(EXERCISE) Make an exact copy of the records, with the pictures left out.

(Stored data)
↓

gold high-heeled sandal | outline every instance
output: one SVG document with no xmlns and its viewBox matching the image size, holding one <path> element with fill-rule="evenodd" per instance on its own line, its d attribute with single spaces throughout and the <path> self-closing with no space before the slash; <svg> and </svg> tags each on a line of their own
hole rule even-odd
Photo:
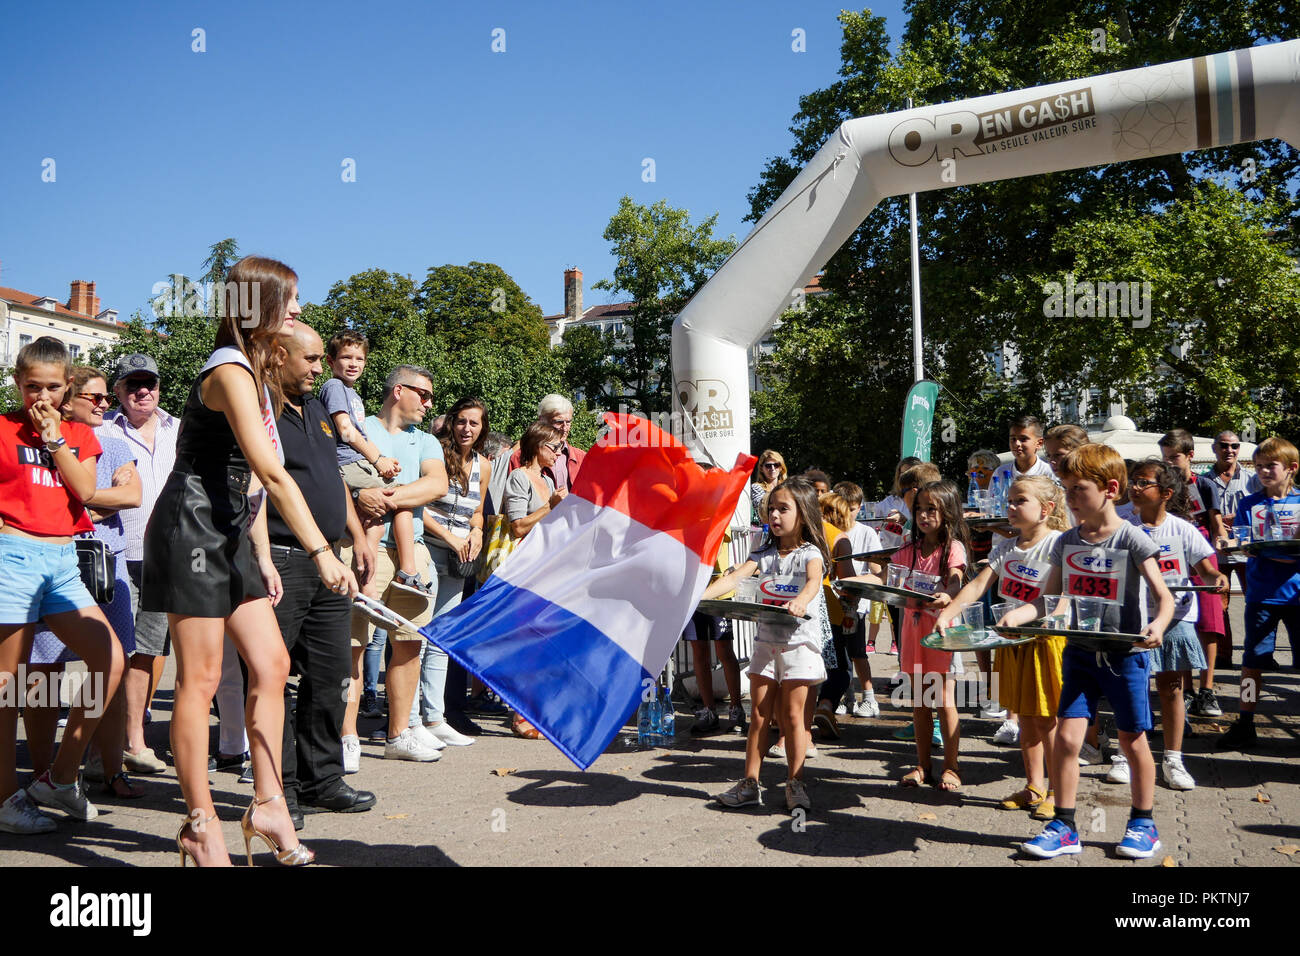
<svg viewBox="0 0 1300 956">
<path fill-rule="evenodd" d="M 248 854 L 248 865 L 253 865 L 253 837 L 260 837 L 262 842 L 267 845 L 272 853 L 275 854 L 275 861 L 285 866 L 306 866 L 316 859 L 316 854 L 299 843 L 291 850 L 281 850 L 280 844 L 275 842 L 275 838 L 269 833 L 263 833 L 257 827 L 253 826 L 253 814 L 258 807 L 268 803 L 274 803 L 276 800 L 283 800 L 284 794 L 277 793 L 273 797 L 267 797 L 265 800 L 254 799 L 244 811 L 244 818 L 239 821 L 239 827 L 244 832 L 244 852 Z"/>
<path fill-rule="evenodd" d="M 189 850 L 185 849 L 185 844 L 181 842 L 181 837 L 185 835 L 185 831 L 190 828 L 190 824 L 192 823 L 198 822 L 202 826 L 207 826 L 209 823 L 213 822 L 216 819 L 217 819 L 217 815 L 215 813 L 212 814 L 212 816 L 208 817 L 206 820 L 202 819 L 201 817 L 198 820 L 196 820 L 193 816 L 187 816 L 185 818 L 185 822 L 181 824 L 181 828 L 176 831 L 176 849 L 181 851 L 182 868 L 184 868 L 185 866 L 186 857 L 189 857 L 191 860 L 193 860 L 195 866 L 199 865 L 198 858 Z"/>
</svg>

↑

(SOLVED PROBLEM)
gold high-heeled sandal | outline every instance
output: one SVG document with no xmlns and its viewBox matching the image size, holding one <path> element with fill-rule="evenodd" per instance on its own line, its d attribute with single spaces throughout and the <path> self-closing with no space before the slash; <svg> and </svg> tags each on a line of their own
hole rule even-odd
Photo:
<svg viewBox="0 0 1300 956">
<path fill-rule="evenodd" d="M 248 854 L 248 865 L 253 865 L 253 837 L 260 837 L 262 842 L 267 845 L 272 853 L 275 854 L 275 861 L 285 866 L 306 866 L 316 859 L 316 854 L 299 843 L 291 850 L 281 850 L 280 844 L 275 842 L 275 838 L 269 833 L 263 833 L 257 827 L 253 826 L 253 814 L 258 807 L 268 803 L 274 803 L 276 800 L 283 800 L 284 794 L 277 793 L 273 797 L 267 797 L 265 800 L 254 799 L 244 811 L 244 818 L 239 821 L 239 827 L 244 832 L 244 852 Z"/>
<path fill-rule="evenodd" d="M 189 850 L 185 849 L 185 844 L 181 842 L 181 837 L 185 835 L 185 831 L 190 828 L 190 824 L 192 823 L 198 822 L 202 826 L 207 826 L 209 823 L 213 822 L 216 819 L 217 819 L 217 815 L 215 813 L 212 814 L 212 816 L 208 817 L 206 820 L 202 819 L 201 817 L 198 820 L 196 820 L 193 816 L 187 816 L 185 818 L 185 822 L 181 824 L 181 828 L 176 831 L 176 849 L 181 851 L 182 868 L 184 868 L 185 866 L 186 857 L 189 857 L 191 860 L 193 860 L 195 866 L 199 865 L 198 858 Z"/>
</svg>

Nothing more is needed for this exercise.